__EXERCÍCIOS PROPOSTOS__
A. Responda com base no trecho sobre teatro abaixo:
(i) Com o que o teatro dialoga, segundo o trecho?
(ii) Quais três grupos o projeto Transgressão em 3 Atos rememora?
(iii) Qual é, de acordo com o trecho, a chave da contemporaneidade?
B. Retome o trecho sobre teatro abaixo a partir da última frase e dê continuidade ao texto.

__TRECHO DO DOCUMENTO__
----------

Sim, o teatro é filho do seu tempo, pois dialoga com o que lhe é contemporâneo. Mesmo fazendo uma viagem temporal, quer dramatúrgica, quer de linguagem, o tempo presente, como dizia o poeta, é sua matéria. Vejamos o caso do projeto Transgressão em 3 Atos, que rememora o Teatro Popular do Nordeste (TPN), o Teatro Hermilo Borba Filho (THBF) e o Vivencial. Trazê-los à cena atual, entre outras coisas, se justifica porque na sua contemporaneidade, ou seja, no momento em que atuavam, falavam do seu próprio tempo estando em desacordo com ele. Aliás, esta é a chave da contemporaneidade: o desacordo, porque ele propõe o alargamento contínuo de fronteiras.

----------

__LINHAS FORNECIDAS__
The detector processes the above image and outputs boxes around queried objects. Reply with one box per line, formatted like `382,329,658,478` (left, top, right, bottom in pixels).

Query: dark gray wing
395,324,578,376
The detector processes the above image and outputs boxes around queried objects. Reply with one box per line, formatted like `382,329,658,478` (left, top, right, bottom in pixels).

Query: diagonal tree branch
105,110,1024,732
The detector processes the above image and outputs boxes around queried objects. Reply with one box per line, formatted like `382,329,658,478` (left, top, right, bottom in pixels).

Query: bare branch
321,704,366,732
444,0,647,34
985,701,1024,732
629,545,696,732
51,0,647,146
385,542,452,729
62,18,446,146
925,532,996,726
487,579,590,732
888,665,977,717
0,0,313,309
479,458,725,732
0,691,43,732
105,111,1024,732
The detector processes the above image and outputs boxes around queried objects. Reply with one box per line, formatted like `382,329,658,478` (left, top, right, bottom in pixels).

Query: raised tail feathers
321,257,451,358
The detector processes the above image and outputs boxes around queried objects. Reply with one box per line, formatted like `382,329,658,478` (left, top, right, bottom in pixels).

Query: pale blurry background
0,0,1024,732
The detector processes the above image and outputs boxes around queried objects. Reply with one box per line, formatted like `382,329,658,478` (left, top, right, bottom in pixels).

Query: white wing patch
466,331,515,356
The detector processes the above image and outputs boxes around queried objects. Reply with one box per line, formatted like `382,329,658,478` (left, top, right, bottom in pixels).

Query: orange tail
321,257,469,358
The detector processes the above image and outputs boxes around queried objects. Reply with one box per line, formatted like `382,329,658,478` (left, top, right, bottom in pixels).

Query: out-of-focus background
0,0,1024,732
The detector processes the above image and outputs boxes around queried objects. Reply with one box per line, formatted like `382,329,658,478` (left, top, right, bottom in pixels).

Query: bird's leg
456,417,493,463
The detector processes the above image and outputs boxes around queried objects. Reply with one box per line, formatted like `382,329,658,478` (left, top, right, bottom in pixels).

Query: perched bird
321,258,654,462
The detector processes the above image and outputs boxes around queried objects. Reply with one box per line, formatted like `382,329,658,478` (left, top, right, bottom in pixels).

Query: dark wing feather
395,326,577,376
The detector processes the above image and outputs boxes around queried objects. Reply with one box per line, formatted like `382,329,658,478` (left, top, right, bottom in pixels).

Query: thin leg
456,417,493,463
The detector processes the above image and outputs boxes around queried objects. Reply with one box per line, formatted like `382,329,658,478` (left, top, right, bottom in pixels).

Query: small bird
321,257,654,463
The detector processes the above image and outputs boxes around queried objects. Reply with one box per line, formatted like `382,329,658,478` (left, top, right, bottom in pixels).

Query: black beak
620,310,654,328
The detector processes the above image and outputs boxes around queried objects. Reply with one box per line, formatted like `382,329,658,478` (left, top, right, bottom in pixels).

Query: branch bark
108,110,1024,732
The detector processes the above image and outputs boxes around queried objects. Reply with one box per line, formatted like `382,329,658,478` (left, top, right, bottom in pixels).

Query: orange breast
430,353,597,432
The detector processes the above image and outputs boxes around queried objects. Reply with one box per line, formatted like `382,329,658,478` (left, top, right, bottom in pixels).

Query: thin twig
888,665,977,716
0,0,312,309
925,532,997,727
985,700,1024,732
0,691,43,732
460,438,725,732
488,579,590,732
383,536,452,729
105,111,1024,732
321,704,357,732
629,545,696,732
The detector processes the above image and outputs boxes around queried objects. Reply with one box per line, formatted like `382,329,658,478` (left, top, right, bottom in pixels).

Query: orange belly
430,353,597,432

----------

__RESPOSTAS DOS EXERCÍCIOS__
A.
(i) Com o que lhe é contemporâneo.
(ii) O Teatro Popular do Nordeste (TPN), o Teatro Hermilo Borba Filho (THBF) e o Vivencial.
(iii) O desacordo.

B.
Quando levamos ao palco as três montagens do projeto – Os fuzis da senhora Carrar (2010), Auto do salão do automóvel (2012) e agora Puro lixo, o espetáculo mais vibrante da cidade – não estamos apenas apresentando ao público de hoje estética e repertório do passado, mas fazendo ver que aquela história toda tem seus tentáculos no presente que nos incomoda. É disso que se trata. Ou seja; neste caso o que foi de ontem ainda é chama ardente.

Qual a dor e a delícia de cada um dos personagens da trilogia?

Comecemos pela personagem da primeira montagem do projeto, a Senhora Carrar. Bem, eu a havia interpretado aos 18 anos de idade. Uma aposta corajosa de Marcus Siqueira nas minhas possibilidades como atriz. Era, à época, a segunda peça da qual eu participava e a primeira em teatro adulto. Sou imensamente grata a Marcus Siqueira por ter me proposto esse desafio, quase um desatino. Então, voltar à mesma personagem 32 anos depois foi outro presente, e outro desafio. Eu tenho um caso de amor com a Senhora Carrar desde que a interpretei pela primeira vez em 1978. A expressão é esta mesma: um caso de amor.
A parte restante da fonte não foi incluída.